- Sprawdź swoje zrozumienie -
a - Oceń, czy te zdania zgadzają się z tekstem o GPT-4 podanym poniżej: (i) GPT-4 może przyjmować obrazy, a nie tylko tekst; (ii) pomoc dla osób niedowidzących z aplikacją Be My Eyes jest już gotowa; (iii) ćwiczenia konwersacyjne w Duolingo mają obejmować niemiecki. Przy każdym napisz „tak” albo „nie” i przytocz dokładnie słowa tekstu, które o tym decydują.
b - Jakie danie według tekstu o GPT-4 zaproponuje model po zdjęciu makaronu, pomidorów i wody?
c - Podejmij tekst o GPT-4 tam, gdzie się kończy, i dopisz jego dalszy ciąg.

+++ Podany tekst

OpenAI zaprezentowało GPT-4, czyli najnowszą wersję ChatuGPT, która między innymi odczytuje i odpowiada na obrazy.
To nasz najbardziej wydajny i dopracowany model – ogłosił Sam Altman, dyrektor wykonawczy OpenAI, podczas prezentacji GPT-4. Dodając, że mamy do czyniania z modelem, którego danymi wejściowymi mogą być obrazy, a nie tylko sam tekst. Co to oznacza w praktyce? Że gdy chcemy coś ugotować, nie musimy pisać, jakie mamy produkty. Wystarczy, że zrobimy zdjęcie przykładowo makaronu, pomidorów i wody – a GPT-4 zaproponuje nam spaghetti Napoli.
Rozpoznawanie i reagowanie na obrazy ma zostać rozwinięte do tego stopnia, żeby w niedalekiej przyszłości pomagać ludziom niedowidzącym. OpenAI testuje nowe rozwiązania z aplikacją Be My Eyes, ale na końcowy efekt trzeba jeszcze trochę poczekać.
Już teraz jednak OpenAI rozwinęło współpracę na innych polach. Dyrektor produktowy Duolingo, Edwin Bodge, zapowiedział, że GPT-4 pomoże dodać do apki spersonalizowane ćwiczenia konwersacyjne do nauki angielskiego, francuskiego i hiszpańskiego. Sztuczna inteligencja usprawni mechanizm poprawiania błędów, dodając do niego element tłumaczenia.

++++++
+++ Fragment danych

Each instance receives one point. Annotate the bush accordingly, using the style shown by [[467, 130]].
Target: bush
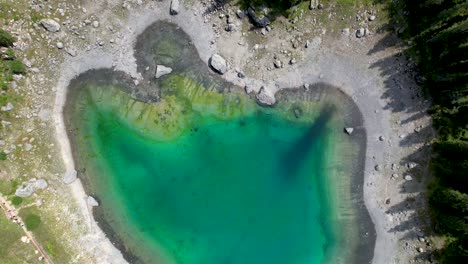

++++++

- Odpowiedzi do zadań -
a -
(i) Tak: „którego danymi wejściowymi mogą być obrazy, a nie tylko sam tekst”.
(ii) Nie: „ale na końcowy efekt trzeba jeszcze trochę poczekać”.
(iii) Nie: „do nauki angielskiego, francuskiego i hiszpańskiego”.

b - Spaghetti Napoli.

c -
Z prezentacji OpenAI dowiedzieliśmy się również, że GPT-4 umie odpowiadać na skomplikowane pytania dotyczące prawa podatkowego. Jest gotowy wybrać najlepsze terminy na spotkania biznesowe, bazując na różnych harmonogramach. Zapamiętuje ponad 25 tysięcy słów jednocześnie, czyli osiem razy więcej niż wcześniej. Odpowiada składniej, dokładniej i mniej maszynowo.
W odpowiedzi na uwagi userów wprowadzno wiele poprawek, które zmniejszą liczbę przypadków, w których chat halucynuje, czyli wciska kit, kiedy nie zna odpowiedzi na pytanie.
GPT-4 jest już dostępny dla użytkowników ChatuGPT Plus, czyli wersji premium, która kosztuje 20 dolarów miesięcznie.